WORK ITEM A -
Summarize the transcript about Chris's house in three sentences.
WORK ITEM B -
Extend the transcript about Chris's house from the point where the text stops.

DOCUMENT EXTRACT -
------------------------------------------------

CS There’s a curly one.
Chris Yeah and the house was left to them but I’ve left it with a solicitor and he said there’s nothing to worry about because they’ll do their searches that I’ve paid my stamp duty and everything on the house. Like I bought it legally. It’s like as if my father would have sold it to another seller but I just happened to be his son.
JM Sure. Now the critical question here is was that directly from your father or was from his attorney or was …..
Chris No – I used a solicitor…
JM No I mean your father….
Chris Say that again sorry.
JM Was it your father who actually signed the documents and contracts?
Chris He signed the documents and contracts and we went through a solicitor. I borrowed the money. Gave him the money and paid stamp duty on the price of market value of the house.
JM Well as long as it wasn’t sold by your father’s attorney under a Power of Attorney.
Chris Definitely no.
JM Or by the Protective Office… If he was a protected person, then what’s happened is what the lawyers call an an exemption which means that the gift in the Will to whoever he intended to leave the house to has failed.
CS Wow that’s quite a story isn’t it.
Chris Well he didn’t update his Will that’s what my ……….
JM That’s what your father should have done but what it means that the gift of the house fails – it’s yours and there’s nothing they can do about it.
Chris The good thing about it which if you want to call it… I paid market value. …. I did….. as if I bought it off ……. ah and yes – so that’s where I stand – you know it wasn’t actually sold to me cheap….
JM But the critical question is that it was a voluntary act on the part of your father by him.
Chris 100% yes it was.
CS Well your lawyer sounds like he is giving you the right advice but it’s such an interesting story Chris, I reckon we should give you the $100 Westfield Voucher because….
Chris Oh geez that’s….. I didn’t……
CS No, no. I understand all of that but I’ve got to give it to someone….
CS I’ll have it if you don’t want it….. no you’ve got it Chris. You stay there and we’ll get you.
Chris Oh you’re a good man…
CS $100 Westfield Voucher to you. An extraordinary set of circumstances but one that arises quite often if someone’s not updating their Will.

------------------------------------------------

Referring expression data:
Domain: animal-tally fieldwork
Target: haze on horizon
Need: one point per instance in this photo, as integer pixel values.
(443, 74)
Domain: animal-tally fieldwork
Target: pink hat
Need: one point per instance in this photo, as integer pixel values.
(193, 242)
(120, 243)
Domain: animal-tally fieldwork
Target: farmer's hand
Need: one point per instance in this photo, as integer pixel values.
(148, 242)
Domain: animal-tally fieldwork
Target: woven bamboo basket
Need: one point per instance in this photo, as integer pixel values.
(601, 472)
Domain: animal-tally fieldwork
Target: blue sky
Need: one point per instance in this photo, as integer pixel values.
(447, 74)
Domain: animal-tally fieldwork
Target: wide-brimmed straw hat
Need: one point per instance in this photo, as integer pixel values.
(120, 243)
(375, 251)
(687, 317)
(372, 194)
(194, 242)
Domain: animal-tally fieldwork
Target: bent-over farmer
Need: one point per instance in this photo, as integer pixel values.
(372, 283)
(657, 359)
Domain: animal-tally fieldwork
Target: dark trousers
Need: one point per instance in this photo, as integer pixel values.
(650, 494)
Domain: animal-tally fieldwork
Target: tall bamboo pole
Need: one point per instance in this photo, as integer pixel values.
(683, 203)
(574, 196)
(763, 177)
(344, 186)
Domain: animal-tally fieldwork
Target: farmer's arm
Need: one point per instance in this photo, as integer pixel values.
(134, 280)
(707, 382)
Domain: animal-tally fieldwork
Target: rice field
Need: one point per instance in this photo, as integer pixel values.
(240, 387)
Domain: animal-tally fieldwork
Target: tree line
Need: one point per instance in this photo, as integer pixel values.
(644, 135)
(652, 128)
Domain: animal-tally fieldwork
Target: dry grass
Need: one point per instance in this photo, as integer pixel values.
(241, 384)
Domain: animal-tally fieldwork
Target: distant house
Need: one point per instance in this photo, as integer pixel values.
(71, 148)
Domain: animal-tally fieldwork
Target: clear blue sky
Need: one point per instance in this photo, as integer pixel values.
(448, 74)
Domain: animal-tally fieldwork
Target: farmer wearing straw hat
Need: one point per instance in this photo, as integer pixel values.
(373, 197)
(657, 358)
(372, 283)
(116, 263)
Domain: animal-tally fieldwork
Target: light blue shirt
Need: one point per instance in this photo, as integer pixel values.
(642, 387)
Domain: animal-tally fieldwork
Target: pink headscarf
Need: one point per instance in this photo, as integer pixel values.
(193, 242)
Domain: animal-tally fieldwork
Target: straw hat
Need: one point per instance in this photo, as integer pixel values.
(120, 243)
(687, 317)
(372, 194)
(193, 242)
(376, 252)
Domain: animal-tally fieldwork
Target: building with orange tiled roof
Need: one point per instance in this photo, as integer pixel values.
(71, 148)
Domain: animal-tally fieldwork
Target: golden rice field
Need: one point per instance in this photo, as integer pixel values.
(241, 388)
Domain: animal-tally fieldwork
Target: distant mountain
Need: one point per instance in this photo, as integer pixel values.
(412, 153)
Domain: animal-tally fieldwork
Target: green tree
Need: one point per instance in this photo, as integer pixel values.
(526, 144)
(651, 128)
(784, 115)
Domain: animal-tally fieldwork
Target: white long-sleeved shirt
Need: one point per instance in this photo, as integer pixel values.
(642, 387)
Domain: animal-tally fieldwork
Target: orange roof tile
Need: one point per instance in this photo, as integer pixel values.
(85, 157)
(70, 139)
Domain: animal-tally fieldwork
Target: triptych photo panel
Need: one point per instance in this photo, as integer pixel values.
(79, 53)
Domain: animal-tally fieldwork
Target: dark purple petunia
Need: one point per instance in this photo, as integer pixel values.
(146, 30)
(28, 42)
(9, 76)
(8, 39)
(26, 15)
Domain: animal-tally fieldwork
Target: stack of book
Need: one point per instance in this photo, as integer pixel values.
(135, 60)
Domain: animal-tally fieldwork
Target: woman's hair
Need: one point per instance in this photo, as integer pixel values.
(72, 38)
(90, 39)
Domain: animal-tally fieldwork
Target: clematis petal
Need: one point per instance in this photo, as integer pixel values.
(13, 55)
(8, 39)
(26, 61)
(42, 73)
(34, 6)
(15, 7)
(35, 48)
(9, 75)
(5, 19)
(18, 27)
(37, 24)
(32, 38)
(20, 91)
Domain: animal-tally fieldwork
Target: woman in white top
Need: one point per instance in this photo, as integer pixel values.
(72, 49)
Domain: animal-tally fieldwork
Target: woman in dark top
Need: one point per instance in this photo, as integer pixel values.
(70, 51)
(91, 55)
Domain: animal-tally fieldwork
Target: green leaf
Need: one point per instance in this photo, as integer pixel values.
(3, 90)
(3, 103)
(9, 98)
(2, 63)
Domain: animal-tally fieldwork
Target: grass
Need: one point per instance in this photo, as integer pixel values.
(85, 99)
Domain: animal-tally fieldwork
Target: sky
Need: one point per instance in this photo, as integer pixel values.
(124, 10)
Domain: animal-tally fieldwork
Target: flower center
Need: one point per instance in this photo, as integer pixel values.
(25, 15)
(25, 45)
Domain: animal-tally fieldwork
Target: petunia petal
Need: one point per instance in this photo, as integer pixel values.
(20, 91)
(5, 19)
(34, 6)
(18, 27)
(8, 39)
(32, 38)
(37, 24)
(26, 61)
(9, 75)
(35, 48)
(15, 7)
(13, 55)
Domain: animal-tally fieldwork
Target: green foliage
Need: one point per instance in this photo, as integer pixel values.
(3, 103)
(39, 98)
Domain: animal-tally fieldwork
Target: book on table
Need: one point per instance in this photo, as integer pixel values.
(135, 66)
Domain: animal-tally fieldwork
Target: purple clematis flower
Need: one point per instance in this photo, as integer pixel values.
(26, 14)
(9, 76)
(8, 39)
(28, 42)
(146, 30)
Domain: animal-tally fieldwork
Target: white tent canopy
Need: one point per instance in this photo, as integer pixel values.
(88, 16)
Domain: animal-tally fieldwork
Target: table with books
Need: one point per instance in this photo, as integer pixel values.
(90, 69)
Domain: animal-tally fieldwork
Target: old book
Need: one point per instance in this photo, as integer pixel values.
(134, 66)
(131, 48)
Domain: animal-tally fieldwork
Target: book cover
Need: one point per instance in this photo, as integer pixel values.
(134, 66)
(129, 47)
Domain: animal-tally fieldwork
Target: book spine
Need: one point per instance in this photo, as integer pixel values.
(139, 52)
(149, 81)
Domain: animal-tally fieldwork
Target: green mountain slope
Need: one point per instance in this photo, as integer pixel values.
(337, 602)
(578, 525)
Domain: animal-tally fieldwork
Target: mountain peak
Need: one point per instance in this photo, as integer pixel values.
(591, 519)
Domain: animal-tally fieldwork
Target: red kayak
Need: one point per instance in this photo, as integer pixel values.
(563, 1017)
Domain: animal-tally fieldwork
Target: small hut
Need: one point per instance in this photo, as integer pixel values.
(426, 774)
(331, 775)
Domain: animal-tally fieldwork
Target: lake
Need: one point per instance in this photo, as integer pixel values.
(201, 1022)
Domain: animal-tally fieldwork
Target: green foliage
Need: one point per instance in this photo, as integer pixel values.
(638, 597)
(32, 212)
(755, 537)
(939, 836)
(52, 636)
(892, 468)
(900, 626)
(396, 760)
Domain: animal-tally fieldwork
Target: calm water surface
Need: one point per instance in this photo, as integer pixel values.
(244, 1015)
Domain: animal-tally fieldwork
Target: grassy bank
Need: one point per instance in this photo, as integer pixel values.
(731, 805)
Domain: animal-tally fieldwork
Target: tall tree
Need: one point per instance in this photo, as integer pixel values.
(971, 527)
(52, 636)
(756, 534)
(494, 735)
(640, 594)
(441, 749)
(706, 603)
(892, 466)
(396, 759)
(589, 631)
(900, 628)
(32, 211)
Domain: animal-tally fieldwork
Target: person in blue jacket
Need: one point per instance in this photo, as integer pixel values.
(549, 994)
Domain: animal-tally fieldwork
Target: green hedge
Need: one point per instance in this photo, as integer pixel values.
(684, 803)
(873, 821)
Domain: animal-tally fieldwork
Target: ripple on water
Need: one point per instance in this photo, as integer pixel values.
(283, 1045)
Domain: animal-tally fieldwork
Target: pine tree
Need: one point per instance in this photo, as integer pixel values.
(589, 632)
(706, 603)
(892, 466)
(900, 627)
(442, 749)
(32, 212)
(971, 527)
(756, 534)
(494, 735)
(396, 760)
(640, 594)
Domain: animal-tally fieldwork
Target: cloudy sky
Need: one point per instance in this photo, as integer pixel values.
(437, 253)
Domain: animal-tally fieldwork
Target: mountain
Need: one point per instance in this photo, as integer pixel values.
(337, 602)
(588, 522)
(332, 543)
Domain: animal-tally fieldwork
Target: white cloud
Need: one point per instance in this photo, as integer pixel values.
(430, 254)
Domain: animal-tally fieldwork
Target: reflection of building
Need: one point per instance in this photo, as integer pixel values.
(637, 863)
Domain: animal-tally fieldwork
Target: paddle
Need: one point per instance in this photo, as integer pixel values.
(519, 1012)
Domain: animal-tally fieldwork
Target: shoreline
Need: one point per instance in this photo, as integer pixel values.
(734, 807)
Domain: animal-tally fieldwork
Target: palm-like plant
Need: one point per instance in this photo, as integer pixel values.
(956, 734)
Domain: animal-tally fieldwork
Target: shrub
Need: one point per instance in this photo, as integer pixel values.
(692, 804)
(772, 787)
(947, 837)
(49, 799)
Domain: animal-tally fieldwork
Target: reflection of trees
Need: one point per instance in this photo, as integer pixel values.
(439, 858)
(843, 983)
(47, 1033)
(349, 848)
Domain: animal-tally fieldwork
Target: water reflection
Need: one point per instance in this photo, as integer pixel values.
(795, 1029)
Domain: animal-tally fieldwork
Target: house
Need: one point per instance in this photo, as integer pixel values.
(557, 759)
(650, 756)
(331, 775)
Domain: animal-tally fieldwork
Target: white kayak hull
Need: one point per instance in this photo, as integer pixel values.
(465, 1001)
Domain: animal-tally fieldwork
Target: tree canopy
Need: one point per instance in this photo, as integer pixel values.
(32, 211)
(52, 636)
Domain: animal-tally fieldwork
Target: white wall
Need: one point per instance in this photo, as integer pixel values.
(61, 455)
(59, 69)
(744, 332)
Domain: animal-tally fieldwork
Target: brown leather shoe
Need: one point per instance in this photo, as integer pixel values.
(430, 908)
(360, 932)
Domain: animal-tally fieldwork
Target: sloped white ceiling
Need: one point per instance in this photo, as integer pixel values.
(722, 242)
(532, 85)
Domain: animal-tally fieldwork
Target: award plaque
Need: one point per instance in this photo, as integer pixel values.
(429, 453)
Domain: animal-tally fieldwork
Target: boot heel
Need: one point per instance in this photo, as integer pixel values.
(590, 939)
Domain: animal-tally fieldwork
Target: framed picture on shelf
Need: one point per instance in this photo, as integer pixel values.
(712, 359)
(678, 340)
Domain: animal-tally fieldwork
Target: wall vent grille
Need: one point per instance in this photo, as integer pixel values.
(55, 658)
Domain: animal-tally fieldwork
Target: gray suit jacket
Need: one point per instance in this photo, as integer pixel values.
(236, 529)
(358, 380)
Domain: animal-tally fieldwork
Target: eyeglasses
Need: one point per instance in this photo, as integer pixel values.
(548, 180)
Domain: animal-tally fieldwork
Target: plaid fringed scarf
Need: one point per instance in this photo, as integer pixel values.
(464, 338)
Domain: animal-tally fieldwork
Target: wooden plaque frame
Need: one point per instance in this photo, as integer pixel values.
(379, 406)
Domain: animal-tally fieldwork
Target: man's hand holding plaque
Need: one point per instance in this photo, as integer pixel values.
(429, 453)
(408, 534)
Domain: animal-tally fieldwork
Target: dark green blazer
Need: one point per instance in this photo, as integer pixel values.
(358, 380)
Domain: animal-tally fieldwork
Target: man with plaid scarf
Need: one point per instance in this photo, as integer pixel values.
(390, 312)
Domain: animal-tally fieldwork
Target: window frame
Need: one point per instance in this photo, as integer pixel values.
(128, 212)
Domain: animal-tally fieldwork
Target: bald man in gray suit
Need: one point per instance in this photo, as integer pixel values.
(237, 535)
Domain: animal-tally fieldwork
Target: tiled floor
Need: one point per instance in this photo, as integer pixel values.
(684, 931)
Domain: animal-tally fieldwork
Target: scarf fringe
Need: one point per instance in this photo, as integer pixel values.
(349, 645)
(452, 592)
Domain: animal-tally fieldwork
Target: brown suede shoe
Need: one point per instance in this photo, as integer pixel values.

------------------------------------------------

EXERCISE OUTPUT A -
Chris explains that his father signed the contracts to sell him the house, and that Chris borrowed the money, paid market value and paid stamp duty through a solicitor. JM says the critical question is whether the sale was a voluntary act by his father rather than a sale by an attorney under a Power of Attorney, and that in that case the gift of the house in the Will fails and the house is Chris's. CS gives Chris a $100 Westfield Voucher and notes that such circumstances arise quite often when someone does not update their Will.

EXERCISE OUTPUT B -
JM Exactly so.
CS Yeah okay. Wendy, we can fit one more question in. Go right ahead.
Caller 6 – Wendy
Wendy Oh hello, my mother made her Will out in 2005 when my father passed away. She was very clear in the directions that she wanted including her Power of Attorney and Enduring Power of Attorney. In the last few years I believe that my mother is suffering from early onstage dementia, she won’t have any testing done, absolutely refuses. In the last few years my brother has come back into her life. I suspect seeing that she’s going downhill and she’s changing everything. All her paperwork, all her financial, everything. Is there anything I can do to protect her and myself?
CS I’ve only got 30 seconds – so John – we’ll have to answer in that time limit I’m sorry.
JM Okay – all I was going to say is that if you suspect your mother is being exploited, then you are entitled to make an application to the Guardianship Tribunal for the appointment of financial manager and/or guardian for your mother. That can be the NSW Trustee and Guardian if no-one else is there to do the task But also the question is whether or not any documents she signs now that she’s been diagnosed with dementia might have some difficulty.
CS Yeah. Difficult situation for Wendy.
JM Speak to ENCAT. That’s where to start.
CS ENCAT. Thank you John. Much appreciated. Thank you for your advice. John Mann from Turner Freeman in our Legal Matters Segment for another Tuesday.